Rewrite the data from the line containing "Target = shrub" through the line containing "x=575 y=264" as a JSON list of strings, one string per line, omitting blank lines.

>> start RECORDS PROVIDED

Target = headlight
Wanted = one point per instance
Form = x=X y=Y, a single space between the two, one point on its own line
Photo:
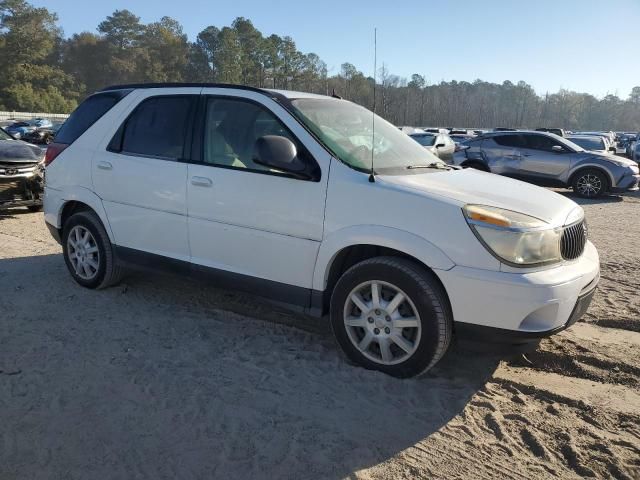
x=514 y=238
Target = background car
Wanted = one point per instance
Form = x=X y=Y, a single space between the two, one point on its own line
x=440 y=144
x=635 y=154
x=21 y=173
x=41 y=136
x=549 y=160
x=592 y=143
x=18 y=129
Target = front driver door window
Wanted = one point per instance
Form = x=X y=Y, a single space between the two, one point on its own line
x=244 y=217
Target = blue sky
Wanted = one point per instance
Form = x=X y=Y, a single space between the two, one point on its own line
x=588 y=46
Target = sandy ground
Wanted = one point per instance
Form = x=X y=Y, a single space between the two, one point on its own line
x=162 y=377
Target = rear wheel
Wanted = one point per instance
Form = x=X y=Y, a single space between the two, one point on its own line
x=88 y=252
x=590 y=183
x=391 y=314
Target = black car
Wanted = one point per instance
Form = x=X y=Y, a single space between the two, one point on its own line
x=21 y=173
x=42 y=136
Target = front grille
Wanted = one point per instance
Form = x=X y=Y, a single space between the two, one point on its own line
x=574 y=238
x=10 y=190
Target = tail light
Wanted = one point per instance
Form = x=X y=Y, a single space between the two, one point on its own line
x=53 y=150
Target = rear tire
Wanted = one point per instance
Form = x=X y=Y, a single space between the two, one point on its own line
x=590 y=183
x=88 y=252
x=402 y=336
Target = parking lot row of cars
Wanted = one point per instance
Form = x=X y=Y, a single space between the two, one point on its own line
x=21 y=157
x=591 y=163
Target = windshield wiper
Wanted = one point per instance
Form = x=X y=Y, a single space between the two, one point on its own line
x=436 y=165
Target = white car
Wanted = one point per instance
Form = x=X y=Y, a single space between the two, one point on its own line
x=273 y=193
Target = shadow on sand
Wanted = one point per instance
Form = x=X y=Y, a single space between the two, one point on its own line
x=163 y=377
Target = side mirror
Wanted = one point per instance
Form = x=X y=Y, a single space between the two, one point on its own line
x=278 y=153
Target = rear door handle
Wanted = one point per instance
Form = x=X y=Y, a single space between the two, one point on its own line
x=201 y=181
x=105 y=166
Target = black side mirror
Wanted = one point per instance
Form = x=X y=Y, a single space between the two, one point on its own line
x=278 y=153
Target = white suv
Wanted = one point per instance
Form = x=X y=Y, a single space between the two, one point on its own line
x=273 y=193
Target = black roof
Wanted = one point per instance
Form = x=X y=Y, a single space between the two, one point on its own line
x=133 y=86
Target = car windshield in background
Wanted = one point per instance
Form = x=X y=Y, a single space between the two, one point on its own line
x=346 y=130
x=589 y=143
x=424 y=140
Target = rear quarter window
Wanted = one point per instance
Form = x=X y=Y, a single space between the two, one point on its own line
x=88 y=113
x=509 y=140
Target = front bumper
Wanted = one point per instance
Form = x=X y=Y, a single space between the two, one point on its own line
x=520 y=308
x=628 y=183
x=22 y=190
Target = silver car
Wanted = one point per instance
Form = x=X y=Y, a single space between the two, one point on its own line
x=549 y=160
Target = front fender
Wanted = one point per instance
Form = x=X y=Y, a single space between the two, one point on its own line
x=583 y=164
x=389 y=237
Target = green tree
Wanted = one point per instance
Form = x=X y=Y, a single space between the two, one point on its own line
x=31 y=78
x=122 y=29
x=228 y=58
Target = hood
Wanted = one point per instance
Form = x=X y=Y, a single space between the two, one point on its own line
x=17 y=151
x=469 y=186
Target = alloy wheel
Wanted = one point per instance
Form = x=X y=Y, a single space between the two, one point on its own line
x=589 y=185
x=382 y=322
x=83 y=252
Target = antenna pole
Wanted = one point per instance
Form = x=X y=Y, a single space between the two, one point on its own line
x=372 y=177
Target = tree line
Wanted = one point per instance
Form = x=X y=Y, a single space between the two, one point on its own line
x=44 y=71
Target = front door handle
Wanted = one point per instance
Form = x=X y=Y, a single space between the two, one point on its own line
x=201 y=181
x=105 y=166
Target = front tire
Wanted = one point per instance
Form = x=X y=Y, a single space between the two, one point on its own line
x=88 y=252
x=590 y=183
x=391 y=314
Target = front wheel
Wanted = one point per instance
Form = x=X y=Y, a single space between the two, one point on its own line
x=391 y=314
x=589 y=183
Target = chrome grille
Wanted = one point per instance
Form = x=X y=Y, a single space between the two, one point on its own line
x=10 y=190
x=574 y=238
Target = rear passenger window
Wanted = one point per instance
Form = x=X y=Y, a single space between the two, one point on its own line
x=158 y=127
x=540 y=142
x=509 y=140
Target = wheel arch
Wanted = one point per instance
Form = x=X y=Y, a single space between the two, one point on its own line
x=589 y=166
x=83 y=200
x=352 y=245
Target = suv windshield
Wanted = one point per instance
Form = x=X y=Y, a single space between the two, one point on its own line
x=589 y=143
x=346 y=130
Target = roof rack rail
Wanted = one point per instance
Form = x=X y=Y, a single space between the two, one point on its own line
x=131 y=86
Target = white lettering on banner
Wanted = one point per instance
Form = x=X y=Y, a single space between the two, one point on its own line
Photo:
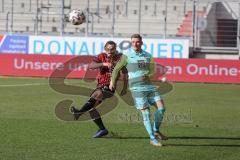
x=211 y=70
x=23 y=64
x=174 y=70
x=160 y=48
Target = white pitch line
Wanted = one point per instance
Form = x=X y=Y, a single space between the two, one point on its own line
x=21 y=85
x=30 y=84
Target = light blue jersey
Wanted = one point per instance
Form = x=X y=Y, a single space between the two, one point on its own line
x=138 y=66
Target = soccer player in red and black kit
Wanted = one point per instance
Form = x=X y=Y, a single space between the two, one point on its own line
x=106 y=62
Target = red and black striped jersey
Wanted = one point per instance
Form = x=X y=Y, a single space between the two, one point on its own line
x=104 y=75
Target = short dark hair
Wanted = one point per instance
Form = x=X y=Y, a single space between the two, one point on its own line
x=136 y=36
x=110 y=43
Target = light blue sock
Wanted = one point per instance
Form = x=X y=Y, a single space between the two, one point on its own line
x=158 y=117
x=147 y=123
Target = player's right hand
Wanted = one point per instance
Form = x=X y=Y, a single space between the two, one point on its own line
x=107 y=65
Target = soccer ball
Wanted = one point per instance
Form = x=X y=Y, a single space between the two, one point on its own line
x=76 y=17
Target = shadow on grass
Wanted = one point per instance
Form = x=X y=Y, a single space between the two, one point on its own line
x=222 y=138
x=204 y=145
x=116 y=136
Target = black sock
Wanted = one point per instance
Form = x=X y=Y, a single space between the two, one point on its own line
x=87 y=106
x=99 y=123
x=97 y=119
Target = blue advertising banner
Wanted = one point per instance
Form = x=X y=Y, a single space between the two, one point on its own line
x=14 y=44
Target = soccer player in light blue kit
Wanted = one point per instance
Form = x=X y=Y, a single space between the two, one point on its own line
x=140 y=66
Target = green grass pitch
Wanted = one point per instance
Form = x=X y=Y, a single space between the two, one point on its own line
x=202 y=122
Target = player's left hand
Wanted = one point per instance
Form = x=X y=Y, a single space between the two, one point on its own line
x=111 y=86
x=123 y=92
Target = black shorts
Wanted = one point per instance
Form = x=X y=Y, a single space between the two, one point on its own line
x=107 y=93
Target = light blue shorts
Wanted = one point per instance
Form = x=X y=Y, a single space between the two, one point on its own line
x=145 y=99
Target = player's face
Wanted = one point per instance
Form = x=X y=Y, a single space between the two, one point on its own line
x=136 y=44
x=110 y=49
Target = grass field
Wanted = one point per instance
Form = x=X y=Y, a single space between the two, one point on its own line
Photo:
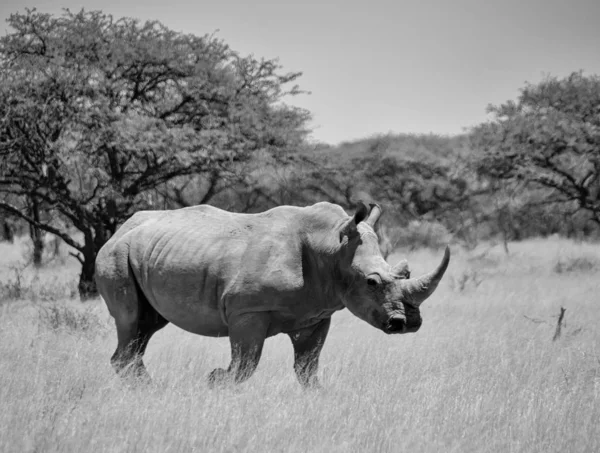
x=482 y=374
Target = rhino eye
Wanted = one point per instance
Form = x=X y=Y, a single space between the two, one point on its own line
x=373 y=280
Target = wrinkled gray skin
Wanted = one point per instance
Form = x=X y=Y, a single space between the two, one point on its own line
x=252 y=276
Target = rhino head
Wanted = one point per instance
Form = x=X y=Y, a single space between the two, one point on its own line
x=384 y=296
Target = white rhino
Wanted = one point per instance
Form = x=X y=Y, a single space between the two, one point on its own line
x=252 y=276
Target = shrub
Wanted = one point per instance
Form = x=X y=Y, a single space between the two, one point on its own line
x=60 y=316
x=575 y=264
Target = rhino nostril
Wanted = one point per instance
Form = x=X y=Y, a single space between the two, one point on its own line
x=396 y=324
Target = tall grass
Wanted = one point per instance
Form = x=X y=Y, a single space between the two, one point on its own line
x=479 y=376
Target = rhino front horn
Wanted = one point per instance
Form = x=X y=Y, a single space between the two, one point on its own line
x=416 y=290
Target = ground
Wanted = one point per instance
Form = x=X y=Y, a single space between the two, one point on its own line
x=482 y=374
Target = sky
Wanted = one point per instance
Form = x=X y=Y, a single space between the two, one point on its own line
x=381 y=66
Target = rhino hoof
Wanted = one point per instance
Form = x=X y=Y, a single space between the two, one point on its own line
x=218 y=378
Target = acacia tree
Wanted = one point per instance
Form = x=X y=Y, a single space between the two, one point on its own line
x=549 y=140
x=96 y=113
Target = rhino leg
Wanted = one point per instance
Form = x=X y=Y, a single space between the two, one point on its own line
x=136 y=322
x=308 y=344
x=247 y=335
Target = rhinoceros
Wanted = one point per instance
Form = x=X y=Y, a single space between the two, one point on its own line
x=251 y=276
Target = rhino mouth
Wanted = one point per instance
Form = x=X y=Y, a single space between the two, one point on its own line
x=397 y=324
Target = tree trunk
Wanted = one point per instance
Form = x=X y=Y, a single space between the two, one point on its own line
x=7 y=232
x=94 y=239
x=87 y=283
x=37 y=235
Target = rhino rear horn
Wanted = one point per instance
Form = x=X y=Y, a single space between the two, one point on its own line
x=417 y=290
x=349 y=227
x=374 y=214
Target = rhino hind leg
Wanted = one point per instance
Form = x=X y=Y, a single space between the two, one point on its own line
x=247 y=334
x=308 y=344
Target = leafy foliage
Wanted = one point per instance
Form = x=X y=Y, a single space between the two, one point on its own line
x=549 y=139
x=97 y=113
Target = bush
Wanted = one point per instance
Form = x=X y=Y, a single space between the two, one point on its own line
x=59 y=316
x=419 y=234
x=576 y=264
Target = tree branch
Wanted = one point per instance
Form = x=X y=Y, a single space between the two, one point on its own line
x=50 y=229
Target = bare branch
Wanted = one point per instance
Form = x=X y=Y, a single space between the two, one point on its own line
x=50 y=229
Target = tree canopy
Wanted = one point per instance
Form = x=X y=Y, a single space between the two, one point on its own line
x=548 y=139
x=97 y=112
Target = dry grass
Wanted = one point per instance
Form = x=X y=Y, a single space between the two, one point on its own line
x=479 y=376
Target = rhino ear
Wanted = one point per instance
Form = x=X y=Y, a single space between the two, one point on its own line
x=349 y=227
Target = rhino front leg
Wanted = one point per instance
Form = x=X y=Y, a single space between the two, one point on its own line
x=307 y=344
x=247 y=335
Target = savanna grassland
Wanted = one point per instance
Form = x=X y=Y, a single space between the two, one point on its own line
x=482 y=374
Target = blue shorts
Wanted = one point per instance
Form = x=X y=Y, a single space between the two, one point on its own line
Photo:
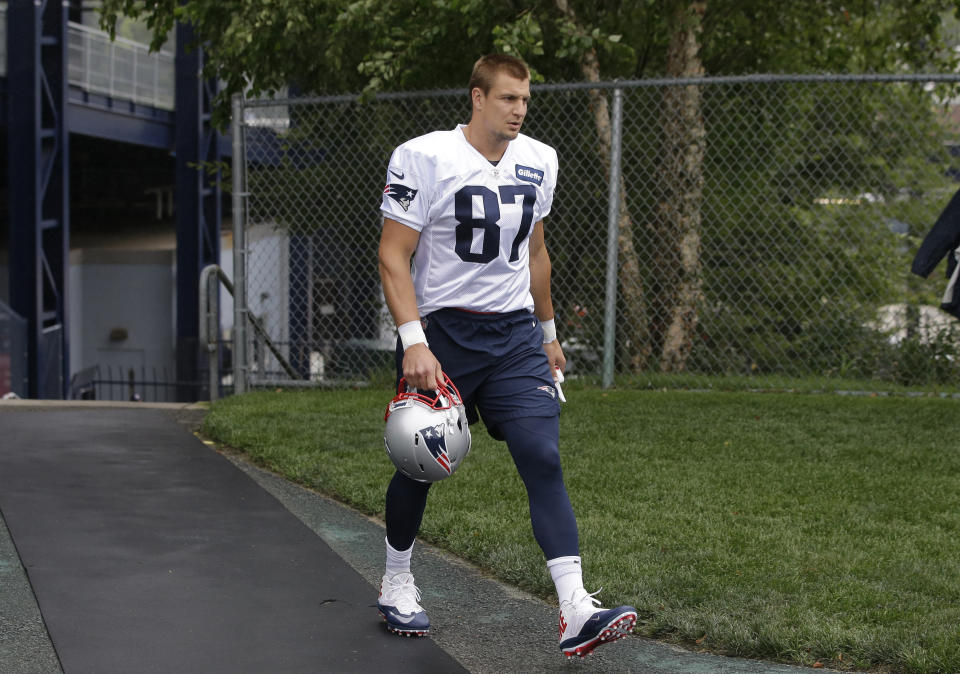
x=496 y=361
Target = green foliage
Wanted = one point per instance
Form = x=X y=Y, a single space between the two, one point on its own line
x=793 y=528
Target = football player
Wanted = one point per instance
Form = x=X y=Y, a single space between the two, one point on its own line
x=467 y=205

>> end RECORDS PROVIDED

• **EXERCISE ANSWER**
[
  "Target = shrub",
  "Wanted = one point per instance",
  "Form = x=X y=Y, a single space between the two, one point on its own line",
  "x=60 y=316",
  "x=575 y=264"
]